> [TEXT]
:::::

Last year was on track to become a record-setter for investments in health technology companies. Instead, 2016 ended with a solid, but not mind-blowing, tally in the state's health-tech sector.

In 2016, 98 Minnesota health technology companies raised more than $420 million in equity investments, including venture capital funding, angel and seed funds, investments by large device companies, public stock offerings and convertible debt, according to data published Tuesday by the Medical Alley Association trade group.

The full-year tally was the lowest in three years. Minnesota's 2016 total was about 8 percent below the record, which was in 2015.

"Investment in the sector across the U.S. is down, so for our community to continue to perform at a fairly highly level is a good story around med-tech for us," Medical Alley Chief Executive Shaye Mandle said.

Last year's slow finish was surprising, given that the Medical Alley Association touted the first three quarters of 2016 as a record tally of fundraising.

But fundraising activity in the fourth quarter didn't keep pace.

Mandle said the fourth-quarter dip was probably related to uncertainty following November's election results, particularly questions about the fate of the Affordable Care Act.

"Whether the ACA is going to continue, or if we're talking repeal-and-replace, there is a big variable there," he said. "I think the fourth quarter slowed up a little bit around health care, in particular for companies with products and solutions that were particularly relevant to the ACA blueprint."

:::::

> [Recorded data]

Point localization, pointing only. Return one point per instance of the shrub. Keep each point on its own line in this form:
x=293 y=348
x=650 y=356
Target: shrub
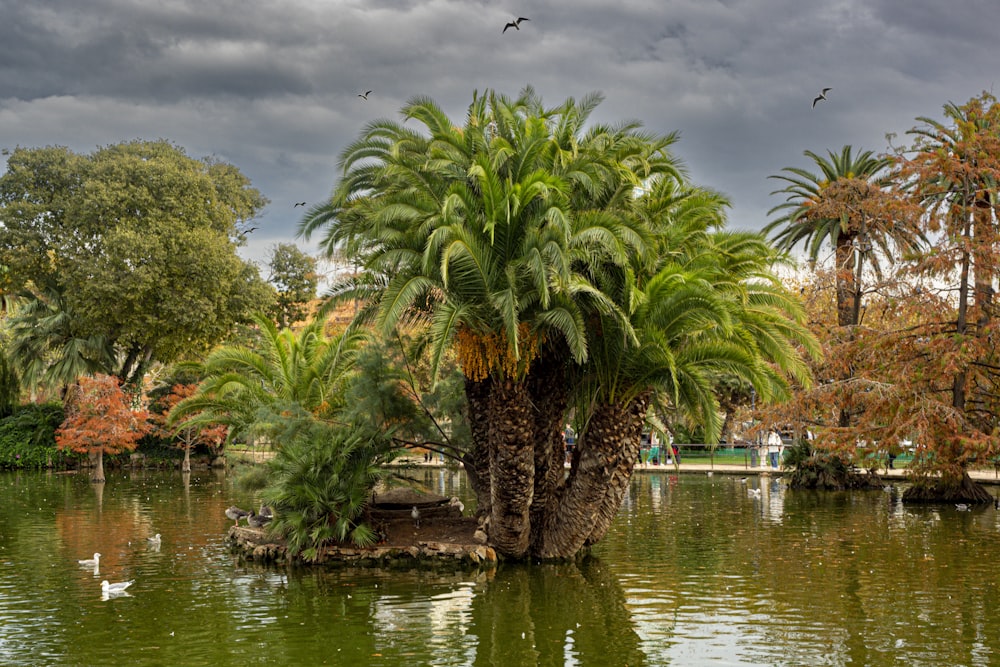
x=820 y=469
x=27 y=438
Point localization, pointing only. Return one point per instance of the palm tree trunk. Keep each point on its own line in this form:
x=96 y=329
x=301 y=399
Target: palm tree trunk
x=477 y=460
x=846 y=282
x=608 y=449
x=550 y=397
x=512 y=467
x=635 y=419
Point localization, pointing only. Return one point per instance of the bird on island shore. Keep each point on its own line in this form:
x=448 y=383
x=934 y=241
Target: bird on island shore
x=257 y=520
x=91 y=562
x=515 y=23
x=235 y=513
x=821 y=96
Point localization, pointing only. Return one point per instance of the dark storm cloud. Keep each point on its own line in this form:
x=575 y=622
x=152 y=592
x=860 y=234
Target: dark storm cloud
x=272 y=86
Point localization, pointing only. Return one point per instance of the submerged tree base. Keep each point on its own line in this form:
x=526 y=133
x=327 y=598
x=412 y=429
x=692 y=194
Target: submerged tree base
x=938 y=490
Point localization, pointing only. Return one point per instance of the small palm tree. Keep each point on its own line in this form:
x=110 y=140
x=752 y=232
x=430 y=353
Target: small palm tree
x=242 y=386
x=320 y=483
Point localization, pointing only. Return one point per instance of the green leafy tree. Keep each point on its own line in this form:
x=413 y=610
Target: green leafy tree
x=847 y=205
x=138 y=241
x=48 y=346
x=294 y=277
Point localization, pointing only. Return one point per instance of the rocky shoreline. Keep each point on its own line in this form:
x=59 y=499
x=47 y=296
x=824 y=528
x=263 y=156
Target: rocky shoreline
x=253 y=544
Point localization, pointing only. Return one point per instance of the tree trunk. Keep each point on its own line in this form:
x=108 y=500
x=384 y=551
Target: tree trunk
x=512 y=467
x=940 y=490
x=607 y=451
x=97 y=474
x=550 y=396
x=622 y=474
x=477 y=461
x=846 y=288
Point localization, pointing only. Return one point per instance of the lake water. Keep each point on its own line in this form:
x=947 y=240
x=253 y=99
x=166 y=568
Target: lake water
x=696 y=571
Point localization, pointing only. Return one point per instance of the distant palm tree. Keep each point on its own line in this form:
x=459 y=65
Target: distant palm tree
x=47 y=350
x=848 y=206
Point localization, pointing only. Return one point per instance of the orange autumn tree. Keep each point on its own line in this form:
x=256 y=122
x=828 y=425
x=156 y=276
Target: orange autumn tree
x=186 y=436
x=99 y=420
x=923 y=365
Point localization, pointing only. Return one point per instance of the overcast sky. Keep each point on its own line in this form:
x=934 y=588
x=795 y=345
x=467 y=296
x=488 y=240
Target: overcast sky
x=272 y=85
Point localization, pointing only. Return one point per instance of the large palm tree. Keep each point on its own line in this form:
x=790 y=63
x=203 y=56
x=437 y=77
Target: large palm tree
x=515 y=241
x=707 y=308
x=847 y=206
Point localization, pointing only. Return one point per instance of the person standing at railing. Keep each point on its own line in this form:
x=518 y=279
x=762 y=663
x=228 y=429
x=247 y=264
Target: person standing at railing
x=774 y=446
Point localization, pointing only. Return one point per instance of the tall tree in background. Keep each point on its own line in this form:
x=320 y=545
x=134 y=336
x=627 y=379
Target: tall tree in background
x=849 y=205
x=953 y=171
x=99 y=421
x=137 y=243
x=293 y=275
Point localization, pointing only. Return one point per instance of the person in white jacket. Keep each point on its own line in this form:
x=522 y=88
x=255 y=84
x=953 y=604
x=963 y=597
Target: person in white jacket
x=774 y=447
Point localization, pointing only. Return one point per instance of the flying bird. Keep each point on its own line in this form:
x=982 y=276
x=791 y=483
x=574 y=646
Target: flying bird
x=514 y=24
x=821 y=96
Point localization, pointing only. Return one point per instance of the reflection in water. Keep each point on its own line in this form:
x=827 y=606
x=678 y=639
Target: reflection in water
x=695 y=571
x=559 y=614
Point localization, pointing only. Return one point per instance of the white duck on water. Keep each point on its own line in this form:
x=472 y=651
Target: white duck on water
x=117 y=588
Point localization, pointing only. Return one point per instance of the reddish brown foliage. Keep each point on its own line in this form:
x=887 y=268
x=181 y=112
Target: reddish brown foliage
x=99 y=418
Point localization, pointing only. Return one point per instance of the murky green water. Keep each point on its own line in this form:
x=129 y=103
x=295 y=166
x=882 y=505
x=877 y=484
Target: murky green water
x=696 y=571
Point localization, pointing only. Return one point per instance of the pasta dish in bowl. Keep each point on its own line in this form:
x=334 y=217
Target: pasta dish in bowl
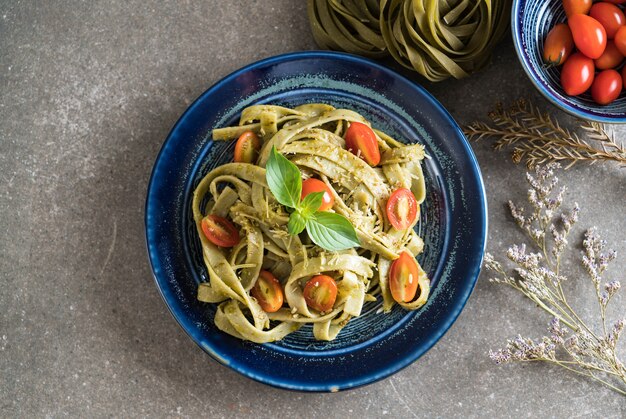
x=315 y=221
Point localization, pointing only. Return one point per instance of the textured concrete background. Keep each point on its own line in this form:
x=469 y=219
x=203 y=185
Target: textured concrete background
x=88 y=93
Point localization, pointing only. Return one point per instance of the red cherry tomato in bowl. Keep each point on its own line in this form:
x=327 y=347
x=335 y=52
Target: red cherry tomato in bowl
x=315 y=185
x=573 y=7
x=577 y=74
x=589 y=35
x=558 y=45
x=606 y=87
x=320 y=292
x=220 y=231
x=402 y=209
x=611 y=57
x=361 y=140
x=620 y=40
x=247 y=147
x=403 y=276
x=268 y=292
x=610 y=17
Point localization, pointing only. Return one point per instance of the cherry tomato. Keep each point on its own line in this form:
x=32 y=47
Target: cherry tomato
x=606 y=87
x=268 y=292
x=610 y=17
x=620 y=40
x=558 y=45
x=577 y=74
x=320 y=293
x=589 y=35
x=361 y=140
x=247 y=147
x=611 y=57
x=573 y=7
x=403 y=276
x=220 y=231
x=402 y=208
x=315 y=185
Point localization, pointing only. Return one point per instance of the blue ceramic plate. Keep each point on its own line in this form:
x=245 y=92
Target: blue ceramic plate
x=453 y=220
x=531 y=20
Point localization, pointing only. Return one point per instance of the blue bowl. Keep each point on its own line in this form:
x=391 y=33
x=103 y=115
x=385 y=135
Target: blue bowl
x=531 y=20
x=453 y=220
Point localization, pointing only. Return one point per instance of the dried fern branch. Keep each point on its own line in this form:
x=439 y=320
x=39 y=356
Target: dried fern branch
x=537 y=138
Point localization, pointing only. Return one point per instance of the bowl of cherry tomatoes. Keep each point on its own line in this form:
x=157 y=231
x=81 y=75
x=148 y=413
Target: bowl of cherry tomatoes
x=574 y=53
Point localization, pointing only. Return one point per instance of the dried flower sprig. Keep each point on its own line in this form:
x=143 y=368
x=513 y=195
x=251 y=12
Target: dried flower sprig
x=538 y=138
x=571 y=343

:::::

> [EXERCISE A]
In the text on Minnesota health-tech investment, how many Minnesota health technology companies raised equity investments in 2016?
> [EXERCISE B]
List every form of equity investment that the text on Minnesota health-tech investment names as counted in the 2016 total.
> [EXERCISE C]
Reproduce the text on Minnesota health-tech investment from "The full-year tally" up to and including "tally of fundraising.", substituting "President" for "Chief Executive".

> [EXPECTED ANSWER A]
98

> [EXPECTED ANSWER B]
- venture capital funding
- angel and seed funds
- investments by large device companies
- public stock offerings
- convertible debt

> [EXPECTED ANSWER C]
The full-year tally was the lowest in three years. Minnesota's 2016 total was about 8 percent below the record, which was in 2015.

"Investment in the sector across the U.S. is down, so for our community to continue to perform at a fairly highly level is a good story around med-tech for us," Medical Alley President Shaye Mandle said.

Last year's slow finish was surprising, given that the Medical Alley Association touted the first three quarters of 2016 as a record tally of fundraising.